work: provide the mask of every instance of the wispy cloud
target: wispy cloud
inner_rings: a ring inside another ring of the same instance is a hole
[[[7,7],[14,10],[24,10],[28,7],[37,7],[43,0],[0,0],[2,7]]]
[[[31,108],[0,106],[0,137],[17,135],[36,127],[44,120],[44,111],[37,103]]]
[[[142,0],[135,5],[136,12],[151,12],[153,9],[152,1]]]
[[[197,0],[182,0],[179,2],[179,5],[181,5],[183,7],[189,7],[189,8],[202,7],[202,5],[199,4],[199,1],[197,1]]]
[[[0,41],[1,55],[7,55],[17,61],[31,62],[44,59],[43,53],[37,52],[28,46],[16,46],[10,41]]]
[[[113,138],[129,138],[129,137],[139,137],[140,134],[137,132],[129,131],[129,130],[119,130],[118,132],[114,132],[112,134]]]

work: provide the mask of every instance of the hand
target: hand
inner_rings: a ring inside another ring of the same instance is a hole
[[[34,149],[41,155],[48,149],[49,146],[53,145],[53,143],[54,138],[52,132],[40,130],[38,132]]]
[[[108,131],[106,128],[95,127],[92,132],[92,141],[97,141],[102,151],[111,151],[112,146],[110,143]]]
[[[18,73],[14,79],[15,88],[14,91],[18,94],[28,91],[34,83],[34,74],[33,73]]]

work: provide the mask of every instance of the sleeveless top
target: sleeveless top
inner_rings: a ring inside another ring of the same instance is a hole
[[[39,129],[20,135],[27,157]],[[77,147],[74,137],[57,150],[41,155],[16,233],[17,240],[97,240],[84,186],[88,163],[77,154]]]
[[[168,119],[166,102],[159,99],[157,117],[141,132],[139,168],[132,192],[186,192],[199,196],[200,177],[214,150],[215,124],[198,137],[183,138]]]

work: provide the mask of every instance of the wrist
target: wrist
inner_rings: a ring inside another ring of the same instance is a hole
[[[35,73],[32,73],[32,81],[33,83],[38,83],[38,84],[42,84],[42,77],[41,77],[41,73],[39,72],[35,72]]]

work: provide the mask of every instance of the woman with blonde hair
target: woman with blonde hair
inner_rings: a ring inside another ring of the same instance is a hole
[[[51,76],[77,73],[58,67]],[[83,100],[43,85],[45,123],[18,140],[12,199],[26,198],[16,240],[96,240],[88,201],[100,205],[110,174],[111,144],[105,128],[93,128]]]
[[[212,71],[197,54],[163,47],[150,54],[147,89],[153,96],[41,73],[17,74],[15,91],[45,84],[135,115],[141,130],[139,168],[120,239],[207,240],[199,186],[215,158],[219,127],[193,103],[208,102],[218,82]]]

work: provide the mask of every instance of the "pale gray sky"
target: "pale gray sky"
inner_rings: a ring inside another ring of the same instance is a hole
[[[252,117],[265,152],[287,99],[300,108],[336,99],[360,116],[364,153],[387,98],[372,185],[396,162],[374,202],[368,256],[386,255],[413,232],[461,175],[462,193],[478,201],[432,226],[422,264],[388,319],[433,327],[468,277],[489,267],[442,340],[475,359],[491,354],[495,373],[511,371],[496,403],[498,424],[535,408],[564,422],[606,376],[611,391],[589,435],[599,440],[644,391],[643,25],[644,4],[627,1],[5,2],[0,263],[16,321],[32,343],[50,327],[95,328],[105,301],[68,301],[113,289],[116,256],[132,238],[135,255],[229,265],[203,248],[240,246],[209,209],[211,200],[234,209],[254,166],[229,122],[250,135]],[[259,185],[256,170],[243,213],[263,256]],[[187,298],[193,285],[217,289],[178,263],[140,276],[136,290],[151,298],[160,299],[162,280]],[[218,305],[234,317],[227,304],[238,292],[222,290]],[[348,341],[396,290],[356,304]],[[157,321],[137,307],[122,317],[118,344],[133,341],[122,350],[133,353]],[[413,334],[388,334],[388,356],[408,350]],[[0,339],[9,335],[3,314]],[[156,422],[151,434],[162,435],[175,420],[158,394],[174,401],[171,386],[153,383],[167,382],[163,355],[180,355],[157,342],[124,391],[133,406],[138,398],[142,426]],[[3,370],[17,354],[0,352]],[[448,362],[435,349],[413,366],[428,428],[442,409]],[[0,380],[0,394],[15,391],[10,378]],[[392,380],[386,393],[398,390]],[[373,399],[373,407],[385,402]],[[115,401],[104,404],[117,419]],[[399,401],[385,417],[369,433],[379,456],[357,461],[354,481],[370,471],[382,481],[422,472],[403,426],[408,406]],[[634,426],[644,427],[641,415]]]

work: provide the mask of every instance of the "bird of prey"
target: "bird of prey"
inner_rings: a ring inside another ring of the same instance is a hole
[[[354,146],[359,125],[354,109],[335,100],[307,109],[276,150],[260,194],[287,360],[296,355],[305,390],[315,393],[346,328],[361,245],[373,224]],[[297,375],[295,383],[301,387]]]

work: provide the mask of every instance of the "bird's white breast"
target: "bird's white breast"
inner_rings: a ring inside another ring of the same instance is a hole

───

Scale down every line from the start of the items through the line containing "[[[142,0],[135,5],[136,12],[151,12],[153,9],[152,1]]]", inclusive, and reproduce them all. Multiply each polygon coordinate in the answers by 0.35 and round to whole numbers, with halves rounded up. Copy every other line unchanged.

work: provide the mask of every instance of the wispy cloud
target: wispy cloud
inner_rings: a ring inside another ring of the same instance is a hole
[[[2,2],[5,4],[8,4],[10,2],[13,2],[15,0],[0,0],[1,2]]]
[[[11,38],[0,37],[0,48],[6,47],[13,44],[15,42],[15,39],[13,36]]]
[[[50,0],[47,2],[48,4],[53,4],[54,3],[53,0]]]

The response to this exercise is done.